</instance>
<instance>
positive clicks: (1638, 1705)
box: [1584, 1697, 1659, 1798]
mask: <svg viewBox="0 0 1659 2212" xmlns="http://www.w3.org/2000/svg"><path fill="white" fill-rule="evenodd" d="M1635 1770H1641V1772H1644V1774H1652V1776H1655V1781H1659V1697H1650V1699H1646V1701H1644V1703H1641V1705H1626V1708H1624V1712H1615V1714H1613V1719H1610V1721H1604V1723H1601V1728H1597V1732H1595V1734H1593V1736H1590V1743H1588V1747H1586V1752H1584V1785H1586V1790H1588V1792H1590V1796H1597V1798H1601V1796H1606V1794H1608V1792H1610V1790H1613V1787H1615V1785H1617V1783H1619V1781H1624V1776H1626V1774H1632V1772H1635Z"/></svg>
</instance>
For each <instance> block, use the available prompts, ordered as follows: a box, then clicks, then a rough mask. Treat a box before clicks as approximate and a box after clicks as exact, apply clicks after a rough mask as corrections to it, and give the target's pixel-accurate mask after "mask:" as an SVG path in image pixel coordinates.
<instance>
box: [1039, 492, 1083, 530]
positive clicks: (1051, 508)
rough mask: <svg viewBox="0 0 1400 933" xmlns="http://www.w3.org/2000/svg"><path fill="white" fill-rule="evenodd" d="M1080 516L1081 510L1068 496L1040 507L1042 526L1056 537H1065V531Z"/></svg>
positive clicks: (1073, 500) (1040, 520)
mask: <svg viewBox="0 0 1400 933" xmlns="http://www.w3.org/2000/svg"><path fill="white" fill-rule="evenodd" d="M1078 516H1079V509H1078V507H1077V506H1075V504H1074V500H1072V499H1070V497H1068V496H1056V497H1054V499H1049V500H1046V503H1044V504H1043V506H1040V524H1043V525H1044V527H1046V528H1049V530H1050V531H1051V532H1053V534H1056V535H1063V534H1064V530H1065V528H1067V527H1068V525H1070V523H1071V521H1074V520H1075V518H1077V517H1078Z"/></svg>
* * *
• WHAT IS REQUIRED
Please copy out every line of the records above, character for character.

• TASK ANSWER
</instance>
<instance>
positive clicks: (1638, 1705)
box: [1584, 1697, 1659, 1798]
mask: <svg viewBox="0 0 1659 2212" xmlns="http://www.w3.org/2000/svg"><path fill="white" fill-rule="evenodd" d="M1635 1770H1641V1772H1644V1774H1652V1776H1655V1781H1659V1697H1650V1699H1646V1701H1644V1703H1641V1705H1626V1708H1624V1712H1615V1714H1613V1719H1610V1721H1604V1723H1601V1728H1597V1732H1595V1734H1593V1736H1590V1743H1588V1747H1586V1752H1584V1785H1586V1790H1588V1792H1590V1796H1597V1798H1601V1796H1606V1794H1608V1792H1610V1790H1613V1787H1615V1785H1617V1783H1619V1781H1624V1776H1626V1774H1632V1772H1635Z"/></svg>
</instance>
For each <instance> block, use the available prompts, ordered as follows: a box, then clicks, then a rough mask. Treat a box before clicks as approximate and a box after clicks as exact, apply clicks after a rough mask as corrections to it, and give the target's pixel-accurate mask after "mask:" as an SVG path in image pixel coordinates.
<instance>
box: [1039, 492, 1083, 530]
positive clicks: (1051, 508)
rough mask: <svg viewBox="0 0 1400 933" xmlns="http://www.w3.org/2000/svg"><path fill="white" fill-rule="evenodd" d="M1080 516L1081 510L1068 496L1040 507L1042 526L1056 537H1065V531Z"/></svg>
positive clicks: (1073, 500) (1040, 520)
mask: <svg viewBox="0 0 1400 933" xmlns="http://www.w3.org/2000/svg"><path fill="white" fill-rule="evenodd" d="M1078 516H1079V509H1078V507H1077V506H1075V504H1074V500H1072V499H1070V497H1068V496H1056V497H1054V499H1049V500H1046V503H1044V504H1043V506H1040V524H1043V525H1044V527H1046V528H1049V530H1050V531H1051V532H1053V534H1056V535H1063V534H1064V530H1065V528H1067V527H1068V525H1070V523H1071V521H1074V520H1075V518H1077V517H1078Z"/></svg>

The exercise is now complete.